-- RECORDED INFORMATION start --

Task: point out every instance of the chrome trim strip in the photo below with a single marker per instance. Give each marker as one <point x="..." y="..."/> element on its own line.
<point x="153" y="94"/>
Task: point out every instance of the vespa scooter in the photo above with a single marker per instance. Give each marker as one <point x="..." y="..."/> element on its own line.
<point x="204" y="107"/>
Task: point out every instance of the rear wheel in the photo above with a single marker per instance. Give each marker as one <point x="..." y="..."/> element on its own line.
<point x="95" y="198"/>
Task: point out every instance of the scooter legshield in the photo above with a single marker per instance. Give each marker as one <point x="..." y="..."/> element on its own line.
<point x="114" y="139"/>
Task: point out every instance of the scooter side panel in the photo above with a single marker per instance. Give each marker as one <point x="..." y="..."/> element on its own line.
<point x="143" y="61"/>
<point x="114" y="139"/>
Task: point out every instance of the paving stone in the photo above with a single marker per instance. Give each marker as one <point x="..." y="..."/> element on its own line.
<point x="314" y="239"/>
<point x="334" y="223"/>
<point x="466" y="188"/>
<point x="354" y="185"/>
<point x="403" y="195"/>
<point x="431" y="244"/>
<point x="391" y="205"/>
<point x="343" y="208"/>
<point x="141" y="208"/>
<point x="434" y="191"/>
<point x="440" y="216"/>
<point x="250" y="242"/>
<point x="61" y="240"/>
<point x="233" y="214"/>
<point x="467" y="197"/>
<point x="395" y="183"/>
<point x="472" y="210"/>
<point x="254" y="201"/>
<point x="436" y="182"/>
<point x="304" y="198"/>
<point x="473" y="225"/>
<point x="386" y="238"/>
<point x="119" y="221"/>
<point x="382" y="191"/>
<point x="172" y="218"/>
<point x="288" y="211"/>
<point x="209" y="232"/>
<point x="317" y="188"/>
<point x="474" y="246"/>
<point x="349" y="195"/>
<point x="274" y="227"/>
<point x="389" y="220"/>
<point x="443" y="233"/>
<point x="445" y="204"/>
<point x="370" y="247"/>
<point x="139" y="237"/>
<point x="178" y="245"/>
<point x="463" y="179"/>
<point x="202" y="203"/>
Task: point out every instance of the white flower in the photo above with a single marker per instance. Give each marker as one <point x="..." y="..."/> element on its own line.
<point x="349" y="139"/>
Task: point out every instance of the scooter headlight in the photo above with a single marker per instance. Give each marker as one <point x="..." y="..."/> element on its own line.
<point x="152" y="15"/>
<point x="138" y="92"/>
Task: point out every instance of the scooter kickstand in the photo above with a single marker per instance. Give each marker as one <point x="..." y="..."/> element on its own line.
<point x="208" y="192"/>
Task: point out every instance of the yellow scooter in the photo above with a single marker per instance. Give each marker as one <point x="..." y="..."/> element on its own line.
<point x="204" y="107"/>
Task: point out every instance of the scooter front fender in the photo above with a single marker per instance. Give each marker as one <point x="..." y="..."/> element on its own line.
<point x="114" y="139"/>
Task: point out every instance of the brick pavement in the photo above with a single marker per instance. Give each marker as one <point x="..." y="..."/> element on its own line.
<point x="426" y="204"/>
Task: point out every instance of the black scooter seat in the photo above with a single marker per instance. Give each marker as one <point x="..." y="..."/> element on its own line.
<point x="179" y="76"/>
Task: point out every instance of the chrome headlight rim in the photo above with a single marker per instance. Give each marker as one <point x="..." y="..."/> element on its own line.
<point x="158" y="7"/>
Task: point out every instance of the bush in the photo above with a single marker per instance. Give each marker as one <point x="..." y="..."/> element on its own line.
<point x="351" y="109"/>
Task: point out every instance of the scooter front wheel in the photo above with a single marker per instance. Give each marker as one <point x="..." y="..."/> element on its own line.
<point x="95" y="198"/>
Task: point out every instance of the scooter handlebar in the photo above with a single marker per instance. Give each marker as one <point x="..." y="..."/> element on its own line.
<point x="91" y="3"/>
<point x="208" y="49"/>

-- RECORDED INFORMATION end --

Copy all of the entries above again, switching every occurrence of "marker" to "pin" and changing nothing else.

Task: point out every instance of the chrome trim strip in the photo below with a single pin per instance. Give each pin as one <point x="..." y="..."/> element on its own line.
<point x="153" y="94"/>
Task: point out every instance of the vespa scooter in the photo above with a single pin per instance. Give each pin as one <point x="..." y="..."/> element on its own line.
<point x="204" y="107"/>
Task: point out every instance of the rear wheel in the photo above with a single pin per instance. Give each pin as one <point x="..." y="..."/> element on its own line.
<point x="95" y="198"/>
Task: point out every instance of the scooter legshield in the photo above with a single pin per instance. Give each pin as one <point x="..." y="..."/> element on its own line.
<point x="114" y="139"/>
Task: point out every instance of the scooter side panel in the photo above with a single pin per instance. Give each pin as one <point x="..." y="..."/> element on its own line.
<point x="143" y="61"/>
<point x="114" y="139"/>
Task: point out every instance of the paving stone in the photo above with a single pin per instance. Give each pin as one <point x="..." y="..."/> element on its own line.
<point x="314" y="239"/>
<point x="334" y="223"/>
<point x="466" y="188"/>
<point x="354" y="185"/>
<point x="403" y="195"/>
<point x="431" y="244"/>
<point x="391" y="205"/>
<point x="343" y="208"/>
<point x="141" y="208"/>
<point x="434" y="191"/>
<point x="440" y="216"/>
<point x="250" y="242"/>
<point x="61" y="240"/>
<point x="233" y="214"/>
<point x="467" y="197"/>
<point x="395" y="183"/>
<point x="472" y="210"/>
<point x="254" y="201"/>
<point x="436" y="182"/>
<point x="304" y="198"/>
<point x="473" y="225"/>
<point x="386" y="238"/>
<point x="119" y="221"/>
<point x="382" y="191"/>
<point x="172" y="218"/>
<point x="288" y="211"/>
<point x="209" y="232"/>
<point x="317" y="188"/>
<point x="474" y="246"/>
<point x="349" y="195"/>
<point x="274" y="227"/>
<point x="389" y="220"/>
<point x="443" y="233"/>
<point x="445" y="204"/>
<point x="370" y="247"/>
<point x="139" y="237"/>
<point x="178" y="245"/>
<point x="463" y="179"/>
<point x="202" y="203"/>
Task: point out every instance of the white flower in the photo above with a single pin per instance. Give each pin as one <point x="..." y="..."/> element on its own line.
<point x="349" y="139"/>
Task: point out every instance of the scooter headlight in the photo above with a single pin per instance. Give each pin as one <point x="..." y="..."/> element on its own line.
<point x="152" y="15"/>
<point x="138" y="92"/>
Task: point out every instance of the scooter kickstand in the photo above with a single pin per instance. Give each pin as one <point x="..." y="..."/> element on its own line.
<point x="208" y="192"/>
Task: point out every instance of the yellow scooter in the photo above with a single pin per instance. Give each pin as one <point x="..." y="..."/> element on its own line.
<point x="204" y="107"/>
Task: point out every instance of the scooter front fender in the photo above with a single pin per instance. Give each pin as one <point x="..." y="..."/> element on its own line.
<point x="114" y="139"/>
Task: point out every instance of the brick pavement in the photo above with a single pin per instance. Give each pin as one <point x="..." y="..."/> element on its own line.
<point x="426" y="204"/>
Task: point out every instance of the black scooter seat in the photo above with a single pin per instance. Give each pin as one <point x="..." y="..."/> element on its own line.
<point x="179" y="76"/>
Task: point out every instance of the chrome headlight rim in the photo above with a single pin per instance. Give each pin as one <point x="..." y="..."/> element on its own line.
<point x="158" y="7"/>
Task: point out every instance of the bush in the photo above with a single pin per instance. Give each pin as one <point x="..." y="..."/> element on its own line.
<point x="351" y="109"/>
Task: point out every instance of the scooter front wheel in the photo above with a single pin per instance. Give each pin as one <point x="..." y="..."/> element on its own line.
<point x="95" y="198"/>
Task: point out every instance of the scooter handlebar in the photo above with a single pin per instance. Give each pin as one <point x="..." y="..."/> element on its own line.
<point x="91" y="3"/>
<point x="208" y="49"/>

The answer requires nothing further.